_WHAT YOU SHOULD DO_: Every entry that follows should be reproduced exactly.

═══ PROVIDED DATA

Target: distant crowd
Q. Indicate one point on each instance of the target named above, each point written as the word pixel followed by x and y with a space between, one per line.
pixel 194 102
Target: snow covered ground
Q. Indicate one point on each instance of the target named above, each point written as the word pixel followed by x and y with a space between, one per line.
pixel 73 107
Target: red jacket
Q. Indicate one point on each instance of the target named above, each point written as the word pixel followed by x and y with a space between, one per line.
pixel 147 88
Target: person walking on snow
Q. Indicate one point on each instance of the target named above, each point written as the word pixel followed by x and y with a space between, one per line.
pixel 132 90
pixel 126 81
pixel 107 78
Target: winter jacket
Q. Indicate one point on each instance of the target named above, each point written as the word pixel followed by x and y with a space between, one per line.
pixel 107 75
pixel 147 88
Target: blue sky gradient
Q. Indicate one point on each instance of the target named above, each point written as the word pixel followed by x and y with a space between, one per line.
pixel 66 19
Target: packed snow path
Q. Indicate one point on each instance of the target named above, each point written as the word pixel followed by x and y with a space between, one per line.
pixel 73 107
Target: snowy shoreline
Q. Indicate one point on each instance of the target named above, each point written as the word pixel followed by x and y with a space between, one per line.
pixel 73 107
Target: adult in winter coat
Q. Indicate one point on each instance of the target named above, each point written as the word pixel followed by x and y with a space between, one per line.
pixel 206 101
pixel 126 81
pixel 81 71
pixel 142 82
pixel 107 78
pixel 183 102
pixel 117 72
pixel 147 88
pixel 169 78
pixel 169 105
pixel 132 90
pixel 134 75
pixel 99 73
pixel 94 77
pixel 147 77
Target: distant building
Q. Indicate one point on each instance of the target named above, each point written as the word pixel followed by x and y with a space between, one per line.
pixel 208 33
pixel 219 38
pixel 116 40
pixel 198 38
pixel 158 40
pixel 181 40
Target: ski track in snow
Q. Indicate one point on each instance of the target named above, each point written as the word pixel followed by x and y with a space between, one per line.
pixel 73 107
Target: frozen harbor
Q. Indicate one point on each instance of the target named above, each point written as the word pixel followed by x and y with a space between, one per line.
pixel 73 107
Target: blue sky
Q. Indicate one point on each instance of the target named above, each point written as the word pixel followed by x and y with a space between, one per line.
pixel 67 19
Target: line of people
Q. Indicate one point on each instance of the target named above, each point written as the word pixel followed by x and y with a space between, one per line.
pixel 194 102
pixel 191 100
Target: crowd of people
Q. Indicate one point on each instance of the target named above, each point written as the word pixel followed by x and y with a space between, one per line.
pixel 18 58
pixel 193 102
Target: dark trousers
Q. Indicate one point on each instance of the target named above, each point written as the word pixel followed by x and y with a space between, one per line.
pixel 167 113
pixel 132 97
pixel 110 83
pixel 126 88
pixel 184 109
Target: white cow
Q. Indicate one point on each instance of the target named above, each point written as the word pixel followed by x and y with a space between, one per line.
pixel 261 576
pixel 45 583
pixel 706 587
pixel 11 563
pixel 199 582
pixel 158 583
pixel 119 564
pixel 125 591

══════

_OUTPUT OF THE TASK_:
Target: distant crowd
Q. Indicate one point on each instance of the target named above, each point written as the word pixel followed by x and y with a space between, one per line.
pixel 194 102
Target: snow covered ground
Q. Indicate one point on each instance of the target named above, each point written as the word pixel followed by x and y with a space between, one per line.
pixel 73 107
Target: red jacket
Q. Indicate one point on each instance of the target named above, each point written as the word pixel followed by x and y with a space between, one per line.
pixel 147 88
Target: person walking on snow
Q. Indicate one point on each instance of the target named above, each point written as the word pixel followed by x and y with a space between, one per line.
pixel 132 90
pixel 126 81
pixel 107 78
Target: winter jacket
Q. Indicate one point on each instance of the target named above, each point written as the word pixel followed by x and y with a space between, one per line.
pixel 107 75
pixel 147 88
Target: blue sky gradient
Q. Indicate one point on each instance of the target named above, each point written as the word pixel followed by x and y with a space between, one per line.
pixel 66 19
Target: packed snow path
Q. Indicate one point on each instance of the target named above, each point written as the word pixel followed by x and y with a space between, one per line.
pixel 73 107
Target: snowy shoreline
Q. Indicate one point on each instance of the target named above, each point written as the word pixel followed by x and y with a space between, one per line.
pixel 73 107
Target: adult in winter coat
Q. Indicate one point on each instance of the target named above, each point written as the word pixel followed by x and y with a space between, one per line.
pixel 206 101
pixel 126 81
pixel 81 71
pixel 142 82
pixel 107 78
pixel 183 102
pixel 117 72
pixel 147 88
pixel 169 78
pixel 169 105
pixel 132 90
pixel 134 75
pixel 99 73
pixel 94 77
pixel 147 77
Target: distant building
Q. Indicate one point on each instance of the target named above, each point written as the word pixel followed by x and y with a space between, one per line.
pixel 208 33
pixel 219 38
pixel 116 40
pixel 198 38
pixel 158 40
pixel 181 40
Target: ski track in snow
Q. Indicate one point on each instance of the target named above, each point written as the word pixel followed by x and y with a space between, one per line.
pixel 73 107
Target: frozen harbor
Q. Indicate one point on each instance of the target named above, each point written as the word pixel followed by x and y with a space between, one per line.
pixel 73 107
Target: blue sky
Q. Indicate one point on each instance of the target named above, each point written as the word pixel followed by x and y with a space between, one per line.
pixel 67 19
Target: line of people
Q. Indicate one point on each instance of the target named above, each point written as the word pixel followed by x and y with a space between, one per line.
pixel 194 102
pixel 191 100
Target: crowd of people
Q. Indicate one point on each instance of the target named above, each point written as the word pixel followed by x and y with a space between, one per line.
pixel 18 58
pixel 193 102
Target: dark trousers
Q. Indicate one point on each instance of the target named above, each point written as the word pixel followed by x and y with a space between, one per line.
pixel 167 113
pixel 132 97
pixel 110 83
pixel 126 88
pixel 184 109
Target: white cow
Q. Indicate one point on each instance of the target named above, each point written as the word pixel followed by x and y with a space between, one per line.
pixel 261 576
pixel 45 583
pixel 706 587
pixel 11 563
pixel 199 582
pixel 158 583
pixel 119 564
pixel 125 591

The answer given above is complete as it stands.